== What needs to be done ==
Please turn each line of the material below into a Markdown table with two columns, Row and Entry, numbering the rows and skipping blank lines. Leave the pictures out of the table.
※
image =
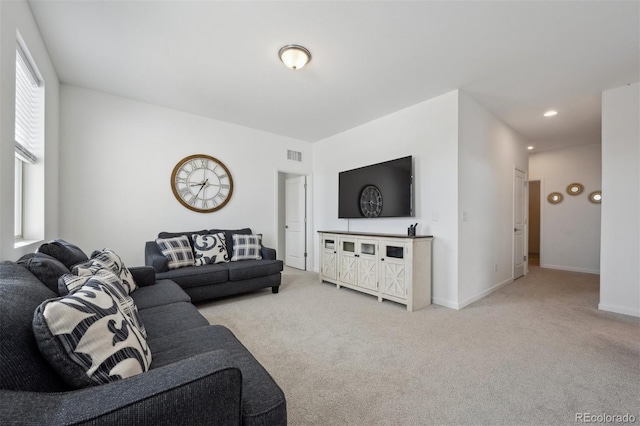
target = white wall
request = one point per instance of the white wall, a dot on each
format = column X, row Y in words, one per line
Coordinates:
※
== Answer to the problem ==
| Row | Entry |
|---|---|
| 1 | image = |
| 2 | target = white wall |
| 3 | request = one point per instance of the white wall, a dot on each |
| 4 | format = column X, row Y in words, one per line |
| 5 | Coordinates: |